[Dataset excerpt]

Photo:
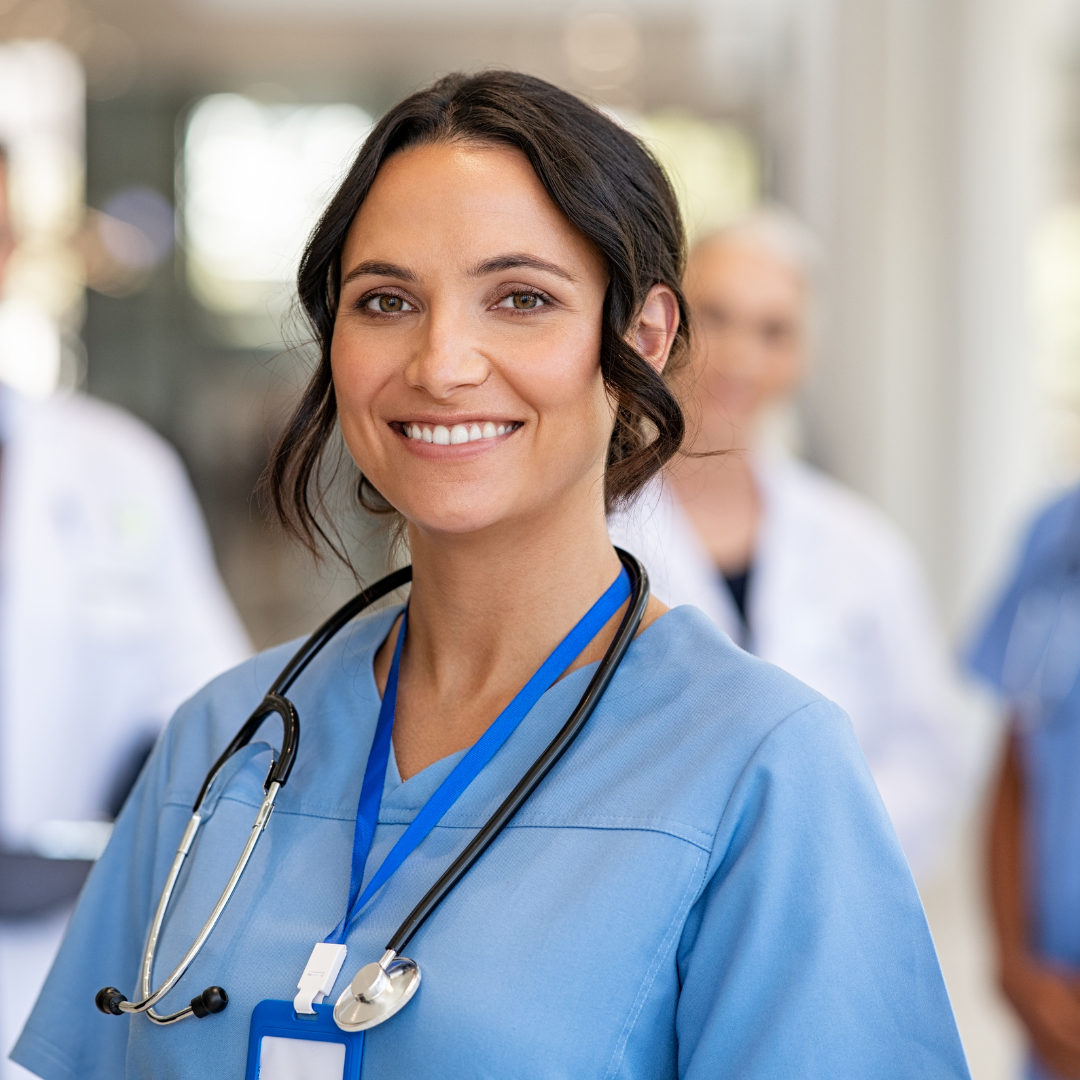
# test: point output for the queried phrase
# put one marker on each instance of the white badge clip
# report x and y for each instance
(319, 976)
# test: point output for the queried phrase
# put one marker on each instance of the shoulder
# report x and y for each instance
(690, 711)
(206, 723)
(1054, 528)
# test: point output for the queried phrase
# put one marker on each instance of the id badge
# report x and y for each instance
(285, 1045)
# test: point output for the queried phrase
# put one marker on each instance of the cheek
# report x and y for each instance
(565, 388)
(356, 376)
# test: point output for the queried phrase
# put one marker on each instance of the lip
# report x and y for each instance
(449, 421)
(455, 451)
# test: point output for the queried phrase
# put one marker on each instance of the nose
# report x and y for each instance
(448, 358)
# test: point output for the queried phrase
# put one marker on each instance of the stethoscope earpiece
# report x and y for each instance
(108, 999)
(380, 989)
(212, 1000)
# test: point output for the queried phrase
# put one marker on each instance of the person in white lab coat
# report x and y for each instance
(794, 566)
(111, 613)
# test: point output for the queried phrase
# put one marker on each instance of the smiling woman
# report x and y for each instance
(703, 885)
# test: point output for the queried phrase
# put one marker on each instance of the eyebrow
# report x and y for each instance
(515, 259)
(377, 269)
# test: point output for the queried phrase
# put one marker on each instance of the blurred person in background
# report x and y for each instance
(794, 566)
(1029, 651)
(111, 612)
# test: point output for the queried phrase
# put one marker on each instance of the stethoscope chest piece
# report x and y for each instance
(376, 993)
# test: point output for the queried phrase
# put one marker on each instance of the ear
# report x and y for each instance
(653, 332)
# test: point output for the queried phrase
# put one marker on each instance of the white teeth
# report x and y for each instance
(442, 435)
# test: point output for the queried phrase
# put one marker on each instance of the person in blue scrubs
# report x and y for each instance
(706, 885)
(1029, 652)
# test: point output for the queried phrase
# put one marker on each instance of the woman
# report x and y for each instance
(1028, 650)
(706, 883)
(795, 567)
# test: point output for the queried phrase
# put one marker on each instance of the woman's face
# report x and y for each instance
(748, 311)
(466, 352)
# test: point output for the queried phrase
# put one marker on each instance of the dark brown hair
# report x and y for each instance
(609, 188)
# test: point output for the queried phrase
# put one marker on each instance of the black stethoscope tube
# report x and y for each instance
(214, 999)
(543, 765)
(275, 700)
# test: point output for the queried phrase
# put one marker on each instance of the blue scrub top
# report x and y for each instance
(706, 886)
(1029, 651)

§ Objective: Transcribe all the records above word for word, without their images.

§ Task output:
Photo:
# test: point output for the queried phrase
# put one marker on each instance of the white badge clip
# report x and y for each instance
(319, 976)
# test: point output for the queried phrase
# put one marker on each instance of the shoulder
# report x and y for each instance
(690, 711)
(206, 723)
(1054, 528)
# test: point output for the queried phrase
# put one marker on each instance of the id badge
# report x and y for each instance
(285, 1045)
# test: point output for the queried phrase
# put one marker on each instance of the cheek
# report x and y for each instance
(565, 388)
(356, 376)
# test: point output for the queried phrase
# put one marker on each instance of the lip
# report x and y for each instance
(449, 421)
(455, 451)
# test: point output for the queried phrase
# put one marker on each instance of the nose
# report x and y for each instance
(448, 358)
# test: point output for the queried phrase
# put one marker on each instance of the stethoscope earpiece
# report x and y for each instance
(108, 999)
(380, 989)
(212, 1000)
# test: point output for the queried phrase
# put one marker on each instance of the person in white lab coat
# report x and y for each instance
(794, 566)
(111, 613)
# test: point output for the queried phrase
# put one marker on each instance of the smiling woman
# report x and y for each instance
(703, 885)
# test: point output for the queried phrase
# put one marker on each instance of the eyebrow
# report x and y for each instance
(515, 259)
(377, 269)
# test: point output for the queried phrase
# put one marker on each instance of the blurred person in background
# report x and y for each instance
(794, 566)
(1029, 651)
(111, 612)
# test: point output for the queried phrase
# put one marker on each instance of the stethoscope chest piece
# report x and y for each instance
(376, 993)
# test: point output for the queried phrase
# put one marker on each instance of the ear
# report x and y for each instance
(653, 332)
# test: point output for the queried phrase
# put one marker on each instance of the white teeth
# report x and y for each instance
(442, 435)
# test: point output for the queried phrase
# put one marker on each instance of the person in blue scrubs
# report x and y for each instance
(706, 885)
(1029, 652)
# test: point output for the queried phrase
# put one marker on each instance of the woman
# report x and y for each instance
(1028, 650)
(706, 883)
(795, 567)
# test: point output for the queried phrase
# put one marker on each instance of the woman's face
# report x and y for each instance
(748, 311)
(466, 352)
# test: point output for the queried phrase
# put one marker on each instance of the dark brown hair
# report x and y for each instance
(609, 188)
# test: point output for the queried phrase
# put one marker on each instance of the black stethoscope tube
# report x and y for each instance
(214, 999)
(543, 765)
(275, 700)
# test: point output for the queried phrase
# put one marker on each instance of the blue scrub top
# report x and y for each instance
(706, 886)
(1029, 651)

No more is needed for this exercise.